→ Extract provided:
Cars line up to receive packaged meals in the parking lot of Fairfield Middle School on Monday night. The district’s cooks made 4,000 meals that day, 10 meals for each of the 400 students who have signed up for the free program. (Photo courtesy of Stephanie Hawkins)
Cars line up to receive packaged meals in the parking lot of Fairfield Middle School on Monday night. The district’s cooks made 4,000 meals that day, 10 meals for each of the 400 students who have signed up for the free program. (Photo courtesy of Stephanie Hawkins)

FAIRFIELD – The cooks in the Fairfield Community School District had a long day Monday.

It was the first day of the district going fully online in response to spiking COVID-19 cases, and it meant the lunch crew had to prepare 4,000 meals so that the students had enough to eat for the rest of the week. The cooks worked from 6:30 a.m. to 6:30 p.m. when the last car rolled through the parking lot of Fairfield Middle School to pick up the meals.

Each student who requested received 10 meals, five breakfasts and five lunches, free of charge. Fairfield food services director Stephanie Hawkins said 400 students have signed up to receive school lunches even as the district’s cafeterias are closed.

It’s a far cry from the number of students who would eat school meals during a normal year. Last year, Hawkins said the district served about 1,100 lunches per day until the pandemic hit.

→ Supplied records:
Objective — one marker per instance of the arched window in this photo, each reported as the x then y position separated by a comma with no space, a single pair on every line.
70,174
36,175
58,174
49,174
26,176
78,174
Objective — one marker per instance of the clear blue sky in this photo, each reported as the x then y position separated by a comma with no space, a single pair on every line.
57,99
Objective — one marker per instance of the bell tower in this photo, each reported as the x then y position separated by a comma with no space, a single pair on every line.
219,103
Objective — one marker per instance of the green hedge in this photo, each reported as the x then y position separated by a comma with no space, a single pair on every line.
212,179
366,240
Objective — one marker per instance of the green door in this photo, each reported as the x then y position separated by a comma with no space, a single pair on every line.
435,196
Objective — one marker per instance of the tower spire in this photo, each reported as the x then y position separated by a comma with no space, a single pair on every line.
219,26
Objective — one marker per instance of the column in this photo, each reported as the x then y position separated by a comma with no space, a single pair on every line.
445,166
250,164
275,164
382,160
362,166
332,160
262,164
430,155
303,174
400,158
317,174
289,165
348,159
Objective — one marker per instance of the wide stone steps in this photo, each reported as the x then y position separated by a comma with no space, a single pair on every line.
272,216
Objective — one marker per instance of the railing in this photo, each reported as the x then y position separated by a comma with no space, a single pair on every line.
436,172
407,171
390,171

→ Task description:
Resume the news story about Fairfield's free school meals after its last sentence, ignoring the listing.

→ Output for this task:
The cooks will get a much deserved week off next week because school is not in session, but what happens the week after that is still a mystery.

The district hasn’t announced if it will remain fully online or whether some or all of the buildings will return to a hybrid model of half in-person and half online instruction, the way the district started the year.

Hawkins said administrators hope to make an announcement early next week.

In the meantime, the district’s cooks are hard at working preparing food for the week of Nov. 30. Hawkins said the need to place the meals in sealed packages, 10 meals to a bag, has made it tricky to offer the full panoply of dishes the chefs would like. For instance, Hawkins said packaging soup would be a nightmare because the weight of the bowls would crush the items on the bottom.

“We sit down as a staff and talk about what works. That’s what we did Tuesday morning,” Hawkins said. “We want to know how we can make this better for our kids.”

Whether virtual classes continue beyond Nov. 30 or not, the district will host meal pickup at the middle school. That’s what it did before the district went fully online.

From 5-6 p.m. on Mondays, students who had chosen to do fully virtual learning, or those who weren’t even enrolled in the school but qualified because they were between 2-18 years old and lived in the county, came to pick up a week’s worth of meals. Students who attended hybrid courses took home a few days’ worth of meals on either Tuesday or Friday, depending on which days of the week they were in class.

With more students needing to pick up meals, the district added an hour to the pickup window Monday so that it was from 4:30-6:30 p.m. Hawkins said the district plans to keep that schedule as long as classes remain fully online.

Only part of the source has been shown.